[Text section]
┌────────

BAGHDAD: Fresh clashes between Iraqi security forces and anti-government demonstrators broke out in Baghdad on Friday as protests entered their third week, despite a call for calm by the country’s top Shiite cleric.
Government leaders also appeared to have refused to backdown, closing rank instead around the country’s embattled premier.
Security forces fired tear gas and threw stun grenades into crowds of protesters wearing helmets and makeshift body armor on a main road in the middle of the Iraqi capital, sending demonstrators scattering, some wounded.
More than a dozen demonstrators had died in the capital Baghdad and the southern port city of Basra within 24 hours, medical sources said Friday.
Grand Ayatollah Ali Al-Sistani held security forces accountable for any violent escalation and urged the government to respond as quickly as possible to demonstrators’ demands.
“The biggest responsibility is on the security forces,” a representative of Sistani said in a sermon after Friday prayers in Karbala. “They must avoid using excessive force with peaceful protesters.”
Sistani warned against the exploitation of the unrest by “internal and external” forces which he said sought to destabilize Iraq for their own goals. He did not elaborate.
He said those in power must come up with a meaningful response to the demonstrations.
Protesters took little solace from the cleric’s words. “He says he’s supporting protests and that we should keep going but he hasn’t helped. The speech won’t make a difference either way,” said one woman protesting in Baghdad whose son was killed in recent clashes.

└────────

[Required work]
1 – Answer these questions from the news report on the Baghdad protests:
(a) Which week had the protests entered?
(b) In which city was the sermon by Sistani's representative given?
(c) Within what time span did more than a dozen demonstrators die, according to medical sources?
2 – Reproduce the passage of the news report on the Baghdad protests from "More than a" up to and including "to demonstrators’ demands.", word for word.

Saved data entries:
┌────────

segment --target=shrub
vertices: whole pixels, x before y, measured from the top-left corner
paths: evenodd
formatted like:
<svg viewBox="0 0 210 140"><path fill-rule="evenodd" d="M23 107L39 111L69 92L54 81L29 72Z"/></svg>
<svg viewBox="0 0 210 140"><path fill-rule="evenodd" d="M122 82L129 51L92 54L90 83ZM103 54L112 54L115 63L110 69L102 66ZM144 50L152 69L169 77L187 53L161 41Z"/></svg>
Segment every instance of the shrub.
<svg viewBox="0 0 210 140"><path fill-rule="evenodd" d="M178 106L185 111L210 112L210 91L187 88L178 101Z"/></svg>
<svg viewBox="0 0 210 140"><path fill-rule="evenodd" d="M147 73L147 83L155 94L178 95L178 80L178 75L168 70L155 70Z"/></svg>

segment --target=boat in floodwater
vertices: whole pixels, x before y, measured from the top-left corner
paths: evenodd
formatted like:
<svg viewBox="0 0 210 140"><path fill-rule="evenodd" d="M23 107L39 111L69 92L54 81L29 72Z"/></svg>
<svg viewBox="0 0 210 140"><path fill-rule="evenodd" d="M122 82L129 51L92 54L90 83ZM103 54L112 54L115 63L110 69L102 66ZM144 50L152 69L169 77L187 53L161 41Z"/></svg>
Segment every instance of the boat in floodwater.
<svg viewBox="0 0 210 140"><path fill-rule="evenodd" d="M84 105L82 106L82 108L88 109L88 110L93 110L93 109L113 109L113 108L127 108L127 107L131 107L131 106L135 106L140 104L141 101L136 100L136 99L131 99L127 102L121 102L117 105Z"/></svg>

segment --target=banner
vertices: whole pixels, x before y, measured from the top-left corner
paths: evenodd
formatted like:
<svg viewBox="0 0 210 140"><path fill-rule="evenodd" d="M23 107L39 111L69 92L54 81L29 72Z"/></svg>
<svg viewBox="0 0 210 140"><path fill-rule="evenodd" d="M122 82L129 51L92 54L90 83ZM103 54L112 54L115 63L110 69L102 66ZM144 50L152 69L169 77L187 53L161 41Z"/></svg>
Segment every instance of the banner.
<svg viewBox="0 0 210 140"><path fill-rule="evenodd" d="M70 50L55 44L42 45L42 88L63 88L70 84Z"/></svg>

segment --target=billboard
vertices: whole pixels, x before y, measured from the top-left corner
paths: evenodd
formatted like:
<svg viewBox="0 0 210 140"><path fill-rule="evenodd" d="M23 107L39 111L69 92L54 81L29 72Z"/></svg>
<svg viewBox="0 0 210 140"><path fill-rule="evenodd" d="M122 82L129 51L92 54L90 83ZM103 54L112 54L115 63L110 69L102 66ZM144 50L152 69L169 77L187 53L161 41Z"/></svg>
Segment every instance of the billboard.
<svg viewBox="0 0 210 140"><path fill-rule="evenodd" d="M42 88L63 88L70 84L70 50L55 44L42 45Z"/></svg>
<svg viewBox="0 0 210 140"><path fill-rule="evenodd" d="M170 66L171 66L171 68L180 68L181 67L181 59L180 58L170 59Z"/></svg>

└────────

[Answers for each item]
1 –
(a) The third week.
(b) Karbala.
(c) Within 24 hours.

2 –
More than a dozen demonstrators had died in the capital Baghdad and the southern port city of Basra within 24 hours, medical sources said Friday.
Grand Ayatollah Ali Al-Sistani held security forces accountable for any violent escalation and urged the government to respond as quickly as possible to demonstrators’ demands.